Items for identifying locations |
◆ ◆ ◆ ◆

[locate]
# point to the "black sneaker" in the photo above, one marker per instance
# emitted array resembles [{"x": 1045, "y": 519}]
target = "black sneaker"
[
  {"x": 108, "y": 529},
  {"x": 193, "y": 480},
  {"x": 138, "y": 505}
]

◆ ◆ ◆ ◆

The exercise | Please output the data above as a JSON list of strings, one string per line, leaving out any blank lines.

Full output |
[
  "[locate]",
  "# point to the \"black sneaker\" in the photo above, one marker per instance",
  "# emitted array resembles [{\"x\": 1045, \"y\": 519}]",
  "target = \"black sneaker\"",
  "[",
  "  {\"x\": 108, \"y\": 529},",
  "  {\"x\": 193, \"y\": 480},",
  "  {\"x\": 138, \"y\": 505}",
  "]"
]